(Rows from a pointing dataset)
● ● ● ●

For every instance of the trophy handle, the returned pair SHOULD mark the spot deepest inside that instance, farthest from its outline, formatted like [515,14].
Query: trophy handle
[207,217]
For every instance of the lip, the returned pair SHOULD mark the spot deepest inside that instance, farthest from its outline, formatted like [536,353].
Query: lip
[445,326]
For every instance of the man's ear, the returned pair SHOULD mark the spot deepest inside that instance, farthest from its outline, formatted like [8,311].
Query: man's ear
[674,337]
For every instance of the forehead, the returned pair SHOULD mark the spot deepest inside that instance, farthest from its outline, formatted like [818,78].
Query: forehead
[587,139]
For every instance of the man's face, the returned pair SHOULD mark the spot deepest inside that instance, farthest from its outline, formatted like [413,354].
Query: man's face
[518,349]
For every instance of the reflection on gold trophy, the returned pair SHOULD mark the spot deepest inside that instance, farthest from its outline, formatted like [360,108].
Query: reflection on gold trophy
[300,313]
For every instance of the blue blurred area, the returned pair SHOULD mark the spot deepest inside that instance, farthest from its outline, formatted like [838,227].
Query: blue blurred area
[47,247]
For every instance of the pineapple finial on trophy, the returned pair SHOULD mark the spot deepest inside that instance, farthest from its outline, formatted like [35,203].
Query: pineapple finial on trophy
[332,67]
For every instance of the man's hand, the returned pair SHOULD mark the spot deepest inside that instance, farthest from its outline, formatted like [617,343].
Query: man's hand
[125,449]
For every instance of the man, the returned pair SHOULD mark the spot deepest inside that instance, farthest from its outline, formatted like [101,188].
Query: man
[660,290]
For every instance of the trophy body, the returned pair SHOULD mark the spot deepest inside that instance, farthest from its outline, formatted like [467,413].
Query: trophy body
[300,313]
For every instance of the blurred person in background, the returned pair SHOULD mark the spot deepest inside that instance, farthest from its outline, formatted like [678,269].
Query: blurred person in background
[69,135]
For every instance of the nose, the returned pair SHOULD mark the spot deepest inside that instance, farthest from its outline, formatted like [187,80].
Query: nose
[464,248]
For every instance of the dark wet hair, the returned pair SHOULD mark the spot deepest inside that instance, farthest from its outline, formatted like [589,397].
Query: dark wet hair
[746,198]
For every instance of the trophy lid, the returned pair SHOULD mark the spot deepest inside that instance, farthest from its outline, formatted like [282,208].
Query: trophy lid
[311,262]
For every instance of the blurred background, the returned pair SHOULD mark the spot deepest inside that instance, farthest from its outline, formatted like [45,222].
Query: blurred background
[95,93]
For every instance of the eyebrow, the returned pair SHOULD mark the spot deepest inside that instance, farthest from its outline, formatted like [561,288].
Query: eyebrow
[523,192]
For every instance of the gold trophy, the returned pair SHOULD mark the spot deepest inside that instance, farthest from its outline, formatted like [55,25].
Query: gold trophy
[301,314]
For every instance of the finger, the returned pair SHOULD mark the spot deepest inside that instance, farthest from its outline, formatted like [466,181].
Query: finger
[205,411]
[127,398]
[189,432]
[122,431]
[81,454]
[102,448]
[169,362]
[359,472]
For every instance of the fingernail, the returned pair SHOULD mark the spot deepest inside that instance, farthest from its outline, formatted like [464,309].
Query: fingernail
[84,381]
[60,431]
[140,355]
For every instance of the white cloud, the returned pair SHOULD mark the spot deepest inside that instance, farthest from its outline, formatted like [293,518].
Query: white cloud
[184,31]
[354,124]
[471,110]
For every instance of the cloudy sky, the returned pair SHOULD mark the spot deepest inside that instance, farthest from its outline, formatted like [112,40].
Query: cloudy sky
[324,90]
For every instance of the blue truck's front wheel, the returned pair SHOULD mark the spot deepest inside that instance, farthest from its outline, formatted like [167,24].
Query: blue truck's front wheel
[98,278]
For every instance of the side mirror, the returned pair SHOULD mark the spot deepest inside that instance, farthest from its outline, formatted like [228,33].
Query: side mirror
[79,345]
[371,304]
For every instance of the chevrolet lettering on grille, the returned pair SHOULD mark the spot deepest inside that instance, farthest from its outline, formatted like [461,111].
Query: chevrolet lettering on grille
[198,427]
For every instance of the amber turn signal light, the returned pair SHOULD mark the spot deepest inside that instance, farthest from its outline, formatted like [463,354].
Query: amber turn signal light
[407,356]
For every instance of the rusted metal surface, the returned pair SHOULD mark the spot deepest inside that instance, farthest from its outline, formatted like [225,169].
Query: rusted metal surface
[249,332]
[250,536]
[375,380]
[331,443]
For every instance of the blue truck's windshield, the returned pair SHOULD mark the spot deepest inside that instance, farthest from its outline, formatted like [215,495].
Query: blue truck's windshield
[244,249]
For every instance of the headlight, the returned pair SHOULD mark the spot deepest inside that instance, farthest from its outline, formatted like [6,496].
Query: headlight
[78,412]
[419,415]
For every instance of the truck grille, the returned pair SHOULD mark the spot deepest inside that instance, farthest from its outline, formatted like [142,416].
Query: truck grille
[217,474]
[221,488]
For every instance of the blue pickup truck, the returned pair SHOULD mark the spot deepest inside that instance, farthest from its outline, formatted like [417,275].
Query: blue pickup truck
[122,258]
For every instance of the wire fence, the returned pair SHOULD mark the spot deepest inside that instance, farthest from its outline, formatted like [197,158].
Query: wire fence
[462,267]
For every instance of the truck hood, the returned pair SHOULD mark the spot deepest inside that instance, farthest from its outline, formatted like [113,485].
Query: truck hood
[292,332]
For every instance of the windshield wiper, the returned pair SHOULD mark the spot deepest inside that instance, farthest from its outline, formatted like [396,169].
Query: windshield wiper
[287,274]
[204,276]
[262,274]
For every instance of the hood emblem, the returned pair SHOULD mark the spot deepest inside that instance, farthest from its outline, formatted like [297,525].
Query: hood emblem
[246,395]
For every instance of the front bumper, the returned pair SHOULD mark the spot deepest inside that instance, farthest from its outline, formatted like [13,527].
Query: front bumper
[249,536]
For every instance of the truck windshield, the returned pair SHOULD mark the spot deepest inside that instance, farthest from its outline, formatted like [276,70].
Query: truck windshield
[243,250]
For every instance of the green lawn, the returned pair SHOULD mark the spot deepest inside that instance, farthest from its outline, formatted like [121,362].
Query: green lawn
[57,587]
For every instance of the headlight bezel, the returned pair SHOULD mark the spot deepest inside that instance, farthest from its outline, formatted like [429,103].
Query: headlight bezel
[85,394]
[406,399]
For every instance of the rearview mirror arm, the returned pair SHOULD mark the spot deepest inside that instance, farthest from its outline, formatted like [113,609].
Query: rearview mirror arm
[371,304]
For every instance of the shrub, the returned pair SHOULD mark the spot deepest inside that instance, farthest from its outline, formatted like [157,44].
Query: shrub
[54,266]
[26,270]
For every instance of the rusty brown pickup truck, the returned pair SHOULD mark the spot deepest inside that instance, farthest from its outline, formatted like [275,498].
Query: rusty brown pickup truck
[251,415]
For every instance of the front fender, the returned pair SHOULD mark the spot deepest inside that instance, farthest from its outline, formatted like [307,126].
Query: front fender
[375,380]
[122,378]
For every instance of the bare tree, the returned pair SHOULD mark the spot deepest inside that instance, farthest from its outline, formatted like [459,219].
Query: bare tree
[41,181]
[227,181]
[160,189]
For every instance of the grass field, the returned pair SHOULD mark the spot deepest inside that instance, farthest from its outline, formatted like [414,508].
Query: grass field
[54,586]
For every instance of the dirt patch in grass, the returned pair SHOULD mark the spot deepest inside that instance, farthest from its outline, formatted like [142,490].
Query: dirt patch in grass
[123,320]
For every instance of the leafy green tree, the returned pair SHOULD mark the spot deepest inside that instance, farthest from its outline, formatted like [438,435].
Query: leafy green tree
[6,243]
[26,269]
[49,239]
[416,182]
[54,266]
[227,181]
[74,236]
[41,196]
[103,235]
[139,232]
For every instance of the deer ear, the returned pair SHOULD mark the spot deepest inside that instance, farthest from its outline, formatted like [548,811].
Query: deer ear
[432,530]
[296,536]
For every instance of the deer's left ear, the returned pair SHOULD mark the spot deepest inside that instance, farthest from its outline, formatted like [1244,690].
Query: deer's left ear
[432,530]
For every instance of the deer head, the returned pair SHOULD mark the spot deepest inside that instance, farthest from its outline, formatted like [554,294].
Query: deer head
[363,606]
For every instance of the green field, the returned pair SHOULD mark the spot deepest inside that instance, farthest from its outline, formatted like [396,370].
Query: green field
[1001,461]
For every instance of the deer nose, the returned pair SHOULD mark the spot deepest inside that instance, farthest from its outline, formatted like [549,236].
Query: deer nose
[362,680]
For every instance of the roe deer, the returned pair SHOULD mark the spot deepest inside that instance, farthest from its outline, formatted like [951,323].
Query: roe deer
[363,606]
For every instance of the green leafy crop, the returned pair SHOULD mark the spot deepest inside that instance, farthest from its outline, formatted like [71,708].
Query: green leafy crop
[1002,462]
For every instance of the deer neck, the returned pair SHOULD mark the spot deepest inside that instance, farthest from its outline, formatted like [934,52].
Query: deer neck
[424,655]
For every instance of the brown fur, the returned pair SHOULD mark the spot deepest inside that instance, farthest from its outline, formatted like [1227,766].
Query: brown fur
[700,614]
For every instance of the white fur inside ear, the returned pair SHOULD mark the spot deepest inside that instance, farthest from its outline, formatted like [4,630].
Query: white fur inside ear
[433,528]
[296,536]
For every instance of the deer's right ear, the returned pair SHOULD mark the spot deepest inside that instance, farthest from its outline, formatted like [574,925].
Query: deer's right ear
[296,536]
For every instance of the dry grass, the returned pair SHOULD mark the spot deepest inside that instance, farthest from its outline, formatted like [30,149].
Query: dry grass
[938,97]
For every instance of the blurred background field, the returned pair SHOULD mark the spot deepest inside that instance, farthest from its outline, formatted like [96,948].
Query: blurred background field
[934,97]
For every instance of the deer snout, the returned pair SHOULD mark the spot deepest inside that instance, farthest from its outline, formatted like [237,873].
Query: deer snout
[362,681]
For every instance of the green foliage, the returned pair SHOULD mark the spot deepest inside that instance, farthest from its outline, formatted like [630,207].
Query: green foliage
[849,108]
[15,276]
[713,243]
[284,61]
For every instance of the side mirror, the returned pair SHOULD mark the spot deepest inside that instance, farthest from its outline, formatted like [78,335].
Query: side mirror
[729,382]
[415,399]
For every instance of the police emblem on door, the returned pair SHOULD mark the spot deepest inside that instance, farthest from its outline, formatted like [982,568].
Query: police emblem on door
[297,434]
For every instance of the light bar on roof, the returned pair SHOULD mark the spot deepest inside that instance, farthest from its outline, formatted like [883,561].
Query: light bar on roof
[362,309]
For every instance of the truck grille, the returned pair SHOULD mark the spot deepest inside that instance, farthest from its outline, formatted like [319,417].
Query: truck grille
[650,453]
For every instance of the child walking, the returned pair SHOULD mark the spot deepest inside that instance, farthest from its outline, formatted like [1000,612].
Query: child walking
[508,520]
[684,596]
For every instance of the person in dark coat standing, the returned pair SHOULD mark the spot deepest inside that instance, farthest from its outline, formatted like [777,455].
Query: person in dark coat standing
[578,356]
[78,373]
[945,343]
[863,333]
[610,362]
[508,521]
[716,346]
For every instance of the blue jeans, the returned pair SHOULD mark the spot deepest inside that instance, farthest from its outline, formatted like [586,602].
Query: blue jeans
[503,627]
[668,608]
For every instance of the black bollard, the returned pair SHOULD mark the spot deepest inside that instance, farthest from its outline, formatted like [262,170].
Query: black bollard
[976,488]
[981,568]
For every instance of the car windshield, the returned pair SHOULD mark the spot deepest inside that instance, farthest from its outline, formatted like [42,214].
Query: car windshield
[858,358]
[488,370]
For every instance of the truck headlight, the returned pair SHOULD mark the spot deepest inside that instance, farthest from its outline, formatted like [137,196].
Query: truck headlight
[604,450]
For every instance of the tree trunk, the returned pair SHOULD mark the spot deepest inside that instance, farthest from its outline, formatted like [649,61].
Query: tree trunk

● ● ● ●

Word for word, quote the lines from the line containing "For every instance of the blue jeans, the" through the end of the material, both included, and nothing else.

▶ _SOLUTION FOR THIS PROBLEM_:
For every instance of the blue jeans, the returned pair SHOULD mark the spot deepest inside that instance, farthest from its outline, formatted like [586,602].
Query: blue jeans
[503,627]
[668,608]
For every instance of the black bollard, the returned pair SHOULD mark the spot deepest inside that instance, farthest from its outline, formatted like [262,170].
Query: black bollard
[976,488]
[981,568]
For every instance of the car windshield, the returned pair SHOULD mark the spot deepest inside that instance, farthest from its outline, formatted like [42,214].
Query: car windshield
[858,358]
[488,370]
For every instance of the truck headlight, the returned pair SHOULD mark the spot deepest inside that instance, farthest from its outline, formatted like [137,196].
Query: truck headlight
[604,450]
For every instance of the tree trunk, the returned pair SHOULD mark the spot deepest inside that instance, farthest from its outline, formatted like [649,61].
Query: tree trunk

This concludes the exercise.